- Your objective:
Please pick out every line in the material below that contains the word "glass" and copy each of those lines. The match is case-sensitive.

◇ ◇ ◇ ◇

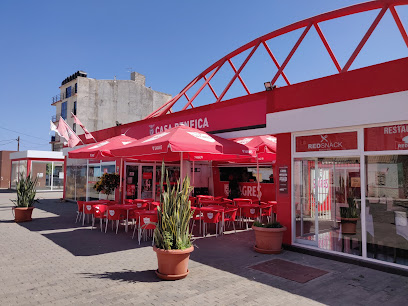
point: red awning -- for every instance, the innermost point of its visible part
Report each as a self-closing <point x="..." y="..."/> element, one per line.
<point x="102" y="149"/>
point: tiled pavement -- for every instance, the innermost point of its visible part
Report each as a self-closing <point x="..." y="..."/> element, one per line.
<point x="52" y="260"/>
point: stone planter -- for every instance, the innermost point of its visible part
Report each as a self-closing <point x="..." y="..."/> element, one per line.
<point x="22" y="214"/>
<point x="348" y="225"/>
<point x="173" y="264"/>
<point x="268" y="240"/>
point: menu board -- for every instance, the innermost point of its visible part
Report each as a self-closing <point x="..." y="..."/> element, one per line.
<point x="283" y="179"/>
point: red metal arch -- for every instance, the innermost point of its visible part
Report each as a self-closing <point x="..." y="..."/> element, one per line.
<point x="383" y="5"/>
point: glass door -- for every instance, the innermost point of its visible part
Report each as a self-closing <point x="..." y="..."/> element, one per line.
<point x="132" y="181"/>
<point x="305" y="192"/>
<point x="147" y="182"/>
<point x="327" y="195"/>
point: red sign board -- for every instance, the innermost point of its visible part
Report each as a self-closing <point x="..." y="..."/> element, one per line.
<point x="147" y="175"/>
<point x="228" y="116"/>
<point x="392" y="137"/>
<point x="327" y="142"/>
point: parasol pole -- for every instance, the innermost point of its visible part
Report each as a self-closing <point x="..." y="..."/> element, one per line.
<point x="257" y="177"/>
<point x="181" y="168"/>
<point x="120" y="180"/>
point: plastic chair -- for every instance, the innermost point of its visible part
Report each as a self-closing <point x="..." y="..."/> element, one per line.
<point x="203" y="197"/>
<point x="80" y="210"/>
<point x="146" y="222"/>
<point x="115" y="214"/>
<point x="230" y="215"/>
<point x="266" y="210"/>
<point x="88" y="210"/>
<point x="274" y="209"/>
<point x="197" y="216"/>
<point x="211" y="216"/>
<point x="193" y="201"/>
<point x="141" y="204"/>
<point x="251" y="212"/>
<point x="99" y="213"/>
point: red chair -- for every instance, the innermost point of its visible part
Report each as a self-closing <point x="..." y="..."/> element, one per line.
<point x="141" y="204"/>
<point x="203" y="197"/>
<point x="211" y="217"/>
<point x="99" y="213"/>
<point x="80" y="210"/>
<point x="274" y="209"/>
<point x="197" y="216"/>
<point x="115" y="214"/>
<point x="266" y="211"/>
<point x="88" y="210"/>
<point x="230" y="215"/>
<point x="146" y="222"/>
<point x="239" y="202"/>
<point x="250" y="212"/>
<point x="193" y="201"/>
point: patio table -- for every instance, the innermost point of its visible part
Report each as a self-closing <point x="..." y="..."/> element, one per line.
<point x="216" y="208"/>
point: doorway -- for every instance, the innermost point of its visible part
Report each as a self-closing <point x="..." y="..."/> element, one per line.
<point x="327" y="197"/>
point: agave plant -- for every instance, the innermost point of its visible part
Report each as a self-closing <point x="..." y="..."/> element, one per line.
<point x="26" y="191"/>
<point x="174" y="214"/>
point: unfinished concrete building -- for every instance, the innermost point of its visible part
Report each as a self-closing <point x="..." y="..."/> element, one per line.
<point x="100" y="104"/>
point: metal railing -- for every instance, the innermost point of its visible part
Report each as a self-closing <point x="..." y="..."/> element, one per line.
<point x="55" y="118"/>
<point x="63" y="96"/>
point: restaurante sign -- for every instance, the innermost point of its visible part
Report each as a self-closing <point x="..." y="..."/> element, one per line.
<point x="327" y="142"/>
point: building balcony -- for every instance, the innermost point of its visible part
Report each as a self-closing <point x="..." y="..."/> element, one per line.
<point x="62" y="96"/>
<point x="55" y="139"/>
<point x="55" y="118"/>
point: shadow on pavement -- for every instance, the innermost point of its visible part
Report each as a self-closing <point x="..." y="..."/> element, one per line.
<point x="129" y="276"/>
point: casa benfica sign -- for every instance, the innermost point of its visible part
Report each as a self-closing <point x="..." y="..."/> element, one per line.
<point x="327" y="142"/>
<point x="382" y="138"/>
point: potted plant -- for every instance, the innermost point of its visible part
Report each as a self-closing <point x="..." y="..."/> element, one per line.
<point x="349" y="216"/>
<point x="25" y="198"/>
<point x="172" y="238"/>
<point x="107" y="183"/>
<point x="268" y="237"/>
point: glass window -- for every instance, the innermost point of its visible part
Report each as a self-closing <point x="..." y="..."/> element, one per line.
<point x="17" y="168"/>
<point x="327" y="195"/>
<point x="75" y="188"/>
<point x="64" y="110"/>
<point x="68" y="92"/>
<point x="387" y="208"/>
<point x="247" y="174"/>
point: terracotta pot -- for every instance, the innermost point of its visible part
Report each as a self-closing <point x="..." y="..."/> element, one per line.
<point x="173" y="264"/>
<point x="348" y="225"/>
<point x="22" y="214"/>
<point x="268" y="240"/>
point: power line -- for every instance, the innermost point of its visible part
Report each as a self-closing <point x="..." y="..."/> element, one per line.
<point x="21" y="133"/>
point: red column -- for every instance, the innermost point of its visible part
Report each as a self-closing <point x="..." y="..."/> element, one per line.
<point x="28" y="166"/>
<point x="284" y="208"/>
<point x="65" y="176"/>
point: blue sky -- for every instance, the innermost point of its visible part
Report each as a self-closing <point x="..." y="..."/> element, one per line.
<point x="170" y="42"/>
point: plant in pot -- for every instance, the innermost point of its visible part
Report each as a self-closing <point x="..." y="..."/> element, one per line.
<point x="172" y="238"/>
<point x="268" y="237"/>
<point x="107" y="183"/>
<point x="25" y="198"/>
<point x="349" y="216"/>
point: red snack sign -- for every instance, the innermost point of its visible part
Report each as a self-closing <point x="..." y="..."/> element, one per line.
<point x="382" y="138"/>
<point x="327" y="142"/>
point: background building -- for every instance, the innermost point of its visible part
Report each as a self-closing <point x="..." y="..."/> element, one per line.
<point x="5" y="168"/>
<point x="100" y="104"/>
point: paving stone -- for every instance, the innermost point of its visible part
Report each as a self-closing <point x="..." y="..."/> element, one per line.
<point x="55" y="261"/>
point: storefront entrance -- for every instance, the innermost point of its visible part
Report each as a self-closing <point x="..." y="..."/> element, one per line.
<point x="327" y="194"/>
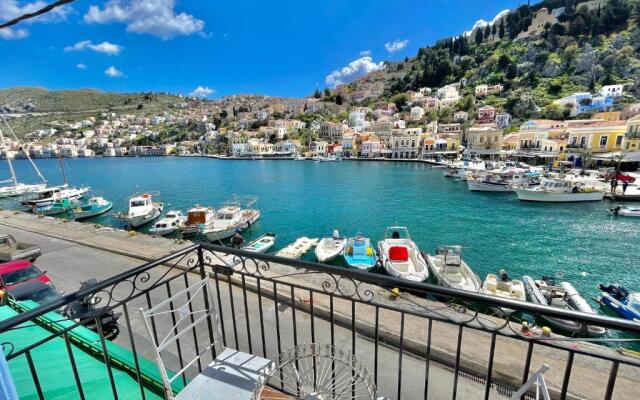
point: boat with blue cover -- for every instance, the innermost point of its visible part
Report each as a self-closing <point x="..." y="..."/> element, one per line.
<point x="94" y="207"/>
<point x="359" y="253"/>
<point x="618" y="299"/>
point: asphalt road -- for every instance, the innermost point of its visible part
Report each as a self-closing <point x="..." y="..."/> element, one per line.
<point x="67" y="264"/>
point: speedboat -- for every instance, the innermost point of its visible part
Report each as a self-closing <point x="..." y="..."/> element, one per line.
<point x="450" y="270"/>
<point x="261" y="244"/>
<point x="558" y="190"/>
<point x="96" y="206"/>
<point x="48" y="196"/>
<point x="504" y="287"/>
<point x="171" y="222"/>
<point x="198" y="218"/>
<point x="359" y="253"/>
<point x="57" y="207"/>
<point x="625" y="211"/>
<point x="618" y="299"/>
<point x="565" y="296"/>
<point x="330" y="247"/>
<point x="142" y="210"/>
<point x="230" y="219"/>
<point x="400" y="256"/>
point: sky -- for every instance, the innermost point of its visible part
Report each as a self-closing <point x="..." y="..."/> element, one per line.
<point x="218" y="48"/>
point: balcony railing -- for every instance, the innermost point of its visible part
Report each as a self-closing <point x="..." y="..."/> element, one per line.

◇ ◇ ◇ ◇

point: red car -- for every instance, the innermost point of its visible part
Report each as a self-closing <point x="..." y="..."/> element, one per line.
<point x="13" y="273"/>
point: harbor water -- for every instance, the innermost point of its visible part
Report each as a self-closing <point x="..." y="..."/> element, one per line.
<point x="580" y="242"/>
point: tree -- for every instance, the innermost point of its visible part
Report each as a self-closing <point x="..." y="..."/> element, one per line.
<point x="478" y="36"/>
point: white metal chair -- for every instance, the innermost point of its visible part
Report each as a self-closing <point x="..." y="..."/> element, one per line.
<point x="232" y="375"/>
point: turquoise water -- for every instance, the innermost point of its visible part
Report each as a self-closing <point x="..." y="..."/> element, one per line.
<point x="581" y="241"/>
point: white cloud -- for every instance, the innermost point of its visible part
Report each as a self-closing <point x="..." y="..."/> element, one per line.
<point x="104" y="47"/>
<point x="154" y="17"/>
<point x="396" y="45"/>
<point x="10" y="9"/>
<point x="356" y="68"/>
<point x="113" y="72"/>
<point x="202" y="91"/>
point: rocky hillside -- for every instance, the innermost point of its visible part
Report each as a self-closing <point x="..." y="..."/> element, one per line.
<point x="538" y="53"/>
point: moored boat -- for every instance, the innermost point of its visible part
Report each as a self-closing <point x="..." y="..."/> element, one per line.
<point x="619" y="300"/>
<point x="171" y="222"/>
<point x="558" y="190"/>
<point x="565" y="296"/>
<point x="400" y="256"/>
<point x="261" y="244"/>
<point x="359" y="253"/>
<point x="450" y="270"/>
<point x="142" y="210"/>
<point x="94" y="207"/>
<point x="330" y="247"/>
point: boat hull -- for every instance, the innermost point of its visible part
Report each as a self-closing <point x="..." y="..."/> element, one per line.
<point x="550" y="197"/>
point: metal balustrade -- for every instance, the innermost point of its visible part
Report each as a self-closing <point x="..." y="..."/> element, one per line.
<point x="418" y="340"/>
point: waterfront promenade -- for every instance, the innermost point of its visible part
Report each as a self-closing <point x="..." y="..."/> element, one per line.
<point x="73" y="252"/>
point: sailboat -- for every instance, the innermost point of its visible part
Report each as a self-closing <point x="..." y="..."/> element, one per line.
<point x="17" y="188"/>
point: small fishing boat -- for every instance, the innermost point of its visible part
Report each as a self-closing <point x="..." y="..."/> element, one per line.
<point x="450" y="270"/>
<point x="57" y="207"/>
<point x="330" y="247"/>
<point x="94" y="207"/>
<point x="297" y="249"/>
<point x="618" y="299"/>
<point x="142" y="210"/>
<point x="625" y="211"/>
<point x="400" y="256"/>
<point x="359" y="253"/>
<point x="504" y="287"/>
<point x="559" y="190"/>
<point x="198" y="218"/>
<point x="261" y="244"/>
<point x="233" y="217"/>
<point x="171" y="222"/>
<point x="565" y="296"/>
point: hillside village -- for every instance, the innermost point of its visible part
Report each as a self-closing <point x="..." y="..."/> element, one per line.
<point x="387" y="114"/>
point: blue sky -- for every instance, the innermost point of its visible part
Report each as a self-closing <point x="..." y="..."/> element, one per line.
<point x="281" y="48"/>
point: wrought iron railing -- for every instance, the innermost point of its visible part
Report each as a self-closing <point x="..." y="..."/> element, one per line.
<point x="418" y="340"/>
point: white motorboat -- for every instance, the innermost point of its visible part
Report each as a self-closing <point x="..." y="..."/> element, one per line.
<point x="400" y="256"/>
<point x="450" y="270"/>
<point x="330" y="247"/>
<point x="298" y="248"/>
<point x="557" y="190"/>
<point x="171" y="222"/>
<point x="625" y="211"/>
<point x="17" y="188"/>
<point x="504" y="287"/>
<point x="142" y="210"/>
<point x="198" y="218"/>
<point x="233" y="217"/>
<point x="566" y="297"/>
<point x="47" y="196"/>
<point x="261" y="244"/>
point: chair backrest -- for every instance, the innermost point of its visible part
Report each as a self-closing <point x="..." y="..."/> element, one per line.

◇ ◇ ◇ ◇

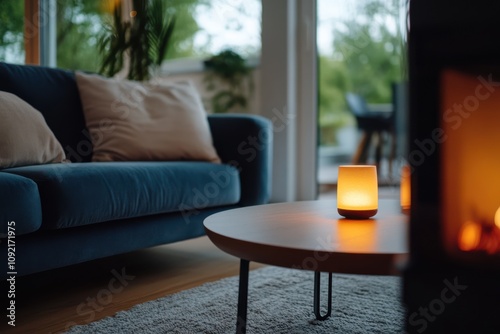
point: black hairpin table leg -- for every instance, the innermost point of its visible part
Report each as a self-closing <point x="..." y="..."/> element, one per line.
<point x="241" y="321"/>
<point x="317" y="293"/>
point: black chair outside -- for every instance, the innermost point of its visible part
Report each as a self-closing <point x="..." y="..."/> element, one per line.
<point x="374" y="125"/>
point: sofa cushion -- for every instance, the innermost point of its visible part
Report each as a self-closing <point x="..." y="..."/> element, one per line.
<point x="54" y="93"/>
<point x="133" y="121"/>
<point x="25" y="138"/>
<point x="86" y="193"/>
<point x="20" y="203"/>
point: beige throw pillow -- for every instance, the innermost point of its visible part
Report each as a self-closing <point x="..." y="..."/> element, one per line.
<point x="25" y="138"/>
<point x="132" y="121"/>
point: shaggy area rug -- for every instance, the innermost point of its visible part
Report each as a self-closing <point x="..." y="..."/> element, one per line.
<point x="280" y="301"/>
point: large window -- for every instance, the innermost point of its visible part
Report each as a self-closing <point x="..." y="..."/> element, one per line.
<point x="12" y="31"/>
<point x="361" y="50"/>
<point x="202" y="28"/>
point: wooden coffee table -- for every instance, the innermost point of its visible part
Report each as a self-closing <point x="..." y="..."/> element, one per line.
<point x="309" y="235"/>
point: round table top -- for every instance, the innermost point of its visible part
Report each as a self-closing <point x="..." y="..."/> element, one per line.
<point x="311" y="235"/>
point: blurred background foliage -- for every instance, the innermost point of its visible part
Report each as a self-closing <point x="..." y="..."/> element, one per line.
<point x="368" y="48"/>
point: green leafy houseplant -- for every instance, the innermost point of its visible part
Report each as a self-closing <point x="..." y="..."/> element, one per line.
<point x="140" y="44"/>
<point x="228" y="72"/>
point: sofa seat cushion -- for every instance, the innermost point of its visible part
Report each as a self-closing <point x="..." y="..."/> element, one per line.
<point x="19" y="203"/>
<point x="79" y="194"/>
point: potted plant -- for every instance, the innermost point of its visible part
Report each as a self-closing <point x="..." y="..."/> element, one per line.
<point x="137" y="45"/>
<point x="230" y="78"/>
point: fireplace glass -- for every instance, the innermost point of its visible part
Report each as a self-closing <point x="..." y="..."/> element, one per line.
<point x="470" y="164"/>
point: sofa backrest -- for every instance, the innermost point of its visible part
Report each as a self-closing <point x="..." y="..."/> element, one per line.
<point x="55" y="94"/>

◇ ◇ ◇ ◇

- Task response:
point: glass door -- for every instance, the innermost point of its visible part
point: glass window -- for every instance, the innermost point of its visible part
point: fireplace glass -- for every instance, the innermost point of its visible part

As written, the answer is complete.